[BEGIN]
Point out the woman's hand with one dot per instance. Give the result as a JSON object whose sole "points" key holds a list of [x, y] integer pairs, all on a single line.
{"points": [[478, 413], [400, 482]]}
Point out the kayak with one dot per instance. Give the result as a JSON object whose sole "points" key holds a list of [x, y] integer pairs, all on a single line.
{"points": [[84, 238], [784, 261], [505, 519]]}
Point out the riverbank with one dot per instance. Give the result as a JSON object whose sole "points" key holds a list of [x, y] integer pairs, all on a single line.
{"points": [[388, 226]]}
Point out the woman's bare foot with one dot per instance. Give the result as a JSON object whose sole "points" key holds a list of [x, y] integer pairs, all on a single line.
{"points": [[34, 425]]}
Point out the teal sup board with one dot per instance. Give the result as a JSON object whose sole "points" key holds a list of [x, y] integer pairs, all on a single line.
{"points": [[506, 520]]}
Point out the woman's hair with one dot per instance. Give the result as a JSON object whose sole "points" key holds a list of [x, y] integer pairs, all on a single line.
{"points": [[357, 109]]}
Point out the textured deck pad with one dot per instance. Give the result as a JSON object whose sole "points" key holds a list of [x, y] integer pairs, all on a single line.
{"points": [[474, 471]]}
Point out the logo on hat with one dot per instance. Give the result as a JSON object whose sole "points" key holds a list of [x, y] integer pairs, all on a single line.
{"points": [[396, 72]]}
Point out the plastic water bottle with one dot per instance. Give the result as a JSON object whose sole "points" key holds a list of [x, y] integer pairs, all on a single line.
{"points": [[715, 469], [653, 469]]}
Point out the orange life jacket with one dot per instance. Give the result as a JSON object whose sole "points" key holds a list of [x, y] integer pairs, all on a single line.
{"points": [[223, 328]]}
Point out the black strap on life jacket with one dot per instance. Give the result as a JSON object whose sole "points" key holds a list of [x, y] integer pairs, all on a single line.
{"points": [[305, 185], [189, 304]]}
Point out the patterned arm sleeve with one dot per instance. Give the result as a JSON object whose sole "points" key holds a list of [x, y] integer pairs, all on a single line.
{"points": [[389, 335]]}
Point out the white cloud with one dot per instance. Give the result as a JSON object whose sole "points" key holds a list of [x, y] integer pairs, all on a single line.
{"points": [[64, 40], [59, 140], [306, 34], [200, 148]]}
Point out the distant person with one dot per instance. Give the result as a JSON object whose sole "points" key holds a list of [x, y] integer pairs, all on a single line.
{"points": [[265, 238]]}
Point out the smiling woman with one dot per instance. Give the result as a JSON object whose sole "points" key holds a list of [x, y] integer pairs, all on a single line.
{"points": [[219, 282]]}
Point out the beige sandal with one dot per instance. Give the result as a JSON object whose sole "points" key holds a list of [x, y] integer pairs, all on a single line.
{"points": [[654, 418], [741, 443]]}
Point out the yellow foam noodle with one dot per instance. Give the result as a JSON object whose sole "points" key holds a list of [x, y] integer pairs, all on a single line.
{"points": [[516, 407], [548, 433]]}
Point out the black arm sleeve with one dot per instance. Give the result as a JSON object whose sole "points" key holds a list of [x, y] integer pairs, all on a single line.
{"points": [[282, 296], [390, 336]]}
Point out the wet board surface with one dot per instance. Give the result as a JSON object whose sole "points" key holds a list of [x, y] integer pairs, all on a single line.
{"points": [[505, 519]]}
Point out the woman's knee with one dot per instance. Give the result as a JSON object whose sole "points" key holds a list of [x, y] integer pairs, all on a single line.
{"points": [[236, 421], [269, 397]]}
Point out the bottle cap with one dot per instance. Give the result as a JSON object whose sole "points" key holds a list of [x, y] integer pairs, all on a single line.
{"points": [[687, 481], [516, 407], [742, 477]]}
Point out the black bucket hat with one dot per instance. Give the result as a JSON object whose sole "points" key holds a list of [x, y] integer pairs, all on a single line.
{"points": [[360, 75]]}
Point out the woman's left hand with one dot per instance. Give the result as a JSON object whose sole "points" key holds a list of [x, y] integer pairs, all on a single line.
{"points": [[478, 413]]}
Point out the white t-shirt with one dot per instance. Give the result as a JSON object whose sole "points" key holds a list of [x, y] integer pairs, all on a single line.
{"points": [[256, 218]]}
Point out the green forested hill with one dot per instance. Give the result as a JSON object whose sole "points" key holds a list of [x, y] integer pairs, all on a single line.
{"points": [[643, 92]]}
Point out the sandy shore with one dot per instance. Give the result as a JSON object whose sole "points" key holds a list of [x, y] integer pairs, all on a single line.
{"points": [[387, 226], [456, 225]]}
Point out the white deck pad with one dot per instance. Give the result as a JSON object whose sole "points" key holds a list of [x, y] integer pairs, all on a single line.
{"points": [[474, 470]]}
[END]
TASK OBJECTIVE. Return the full listing, character for character.

EXERCISE SOLUTION.
Point out the woman's hand with one dot per instance. Give the result as a JSON object whose sole "points" key holds a list of [x, y] integer pairs, all on a single line.
{"points": [[478, 413], [400, 482]]}
Point out the kayak with one dot per instance. Give the result as a JSON object whose sole "points" key holds a list of [x, y] integer pairs, all on a single line.
{"points": [[84, 238], [784, 261], [505, 519]]}
Point out the riverbank with one dot per instance. Give the result as a JSON object whose sole "points" key holds a list of [x, y] integer pairs, all on a single line.
{"points": [[388, 226]]}
Point out the woman's bare foot with one dot per instance. Give the result as a JSON object whose sole "points" key holds a list of [x, y] integer pairs, all on a single line.
{"points": [[34, 425]]}
Point out the teal sup board with one dot per instance. Give the result as a JSON object whose sole "points" key holds a list of [x, y] integer pairs, all on a single line.
{"points": [[506, 520]]}
Point out the woman's hair with one dot per instance. Give the result as a JSON object whose sole "points" key holds a list of [x, y] integer pairs, all on a single line.
{"points": [[357, 109]]}
Point out the textured deck pad with one dot per instance. Give the result as a JSON object whose sole "points" key holds a list of [x, y] integer pairs, all on a single line.
{"points": [[474, 471]]}
Point out the logo on hat with one dot per instance. Give the result as a JSON object whose sole "points" key holds a list of [x, y] integer pairs, all on a single line.
{"points": [[396, 72]]}
Point out the plastic water bottle with one dot per instance. Give the result as a JSON object whose sole "points" key holds a list of [x, y] integer pairs, all on a single line.
{"points": [[715, 469], [653, 469]]}
Point out the orange life jacket with one dot per instance. Give the result as a JSON object whose sole "points" key holds a list of [x, y] integer pairs, all on a single line.
{"points": [[223, 328]]}
Point out the black strap on life jacket with one dot per instance. Give the result as a JSON object whose sole "points" key holds a list of [x, y] integer pairs, all on a single line.
{"points": [[305, 185], [189, 304]]}
Point out the patterned arm sleeve with one dot per instance. Give the result as a JSON object whose sole "points" key holds a list of [x, y] integer pairs, all on a single line.
{"points": [[389, 335]]}
Point out the white cloud with one dot per instance. Give the result as a JSON object whose sole "points" key holds a list of [x, y] integer pairs, all on a single line.
{"points": [[64, 40], [59, 140], [306, 34], [200, 148]]}
Point out the distant person with one dot per instance. Give the result as a JSON object whose sole "points" key holds a list of [x, y] integer pairs, all on a single line.
{"points": [[265, 238]]}
Point out the smiling woman with one dot per instance. Give the result as a JSON object whose sole "points" key holds a list of [x, y] integer pairs, all on a single line.
{"points": [[219, 282]]}
Point out the beige sandal with one dot per instance. Give the result as a JSON object whose sole "points" key holds a list of [x, y] integer pairs, all on a single line.
{"points": [[654, 418], [741, 443]]}
Point out the yellow foam noodle with one dot per instance. Give the result as a JSON object whose sole "points" key holds a list of [x, y] integer pairs, all on a single line.
{"points": [[516, 407], [548, 433]]}
Point out the black arm sleeve with one dot per instance. Give the result as a JSON object whose sole "points" key holds a list of [x, y] integer pairs, all on a single line.
{"points": [[282, 296], [390, 336]]}
Point out the wet board surface with one dot per instance. Give the result as a JSON object whose sole "points" key holds a list of [x, y] integer pairs, all on a single line.
{"points": [[505, 519]]}
Point out the woman's knee with one dot per instance. Give the result as a JSON object whose sole "points" key holds a list of [x, y] integer pairs, all on a single line.
{"points": [[236, 421], [269, 397]]}
Point out the bottle cap with one dot per instance. Give the result as a JSON object whose sole "points" key holds a list of [x, y] integer pairs, all on a single line.
{"points": [[687, 481], [516, 407], [742, 477]]}
Point out the black bucket hat with one dot per instance. Give the result as a JSON object whose sole "points" key holds a list of [x, y] integer pairs, all on a single line.
{"points": [[360, 75]]}
Point out the woman's left hand with one dot per instance. Give the result as a JSON object whose sole "points" key holds a list of [x, y] integer pairs, all on a single line.
{"points": [[478, 413]]}
Point out the white t-shirt with one dot per instance. Give the result as a JSON object whose sole "points" key holds a list of [x, y] integer pairs, all on a single line.
{"points": [[256, 218]]}
Point out the green forested hill with one dot per instance. Give the result as a JSON object whose sole "points" key holds a list of [x, y] integer pairs, all on a single line.
{"points": [[643, 92]]}
Point out the sandy shore with one dot per instance. Give the result as a JSON object whose sole "points" key holds a list of [x, y] integer pairs, all on a single line.
{"points": [[387, 226], [456, 225]]}
Point out the white deck pad with one dot per instance. Give the result as a JSON object whose sole "points" key holds a list of [x, y] integer pairs, all on a single line.
{"points": [[474, 470]]}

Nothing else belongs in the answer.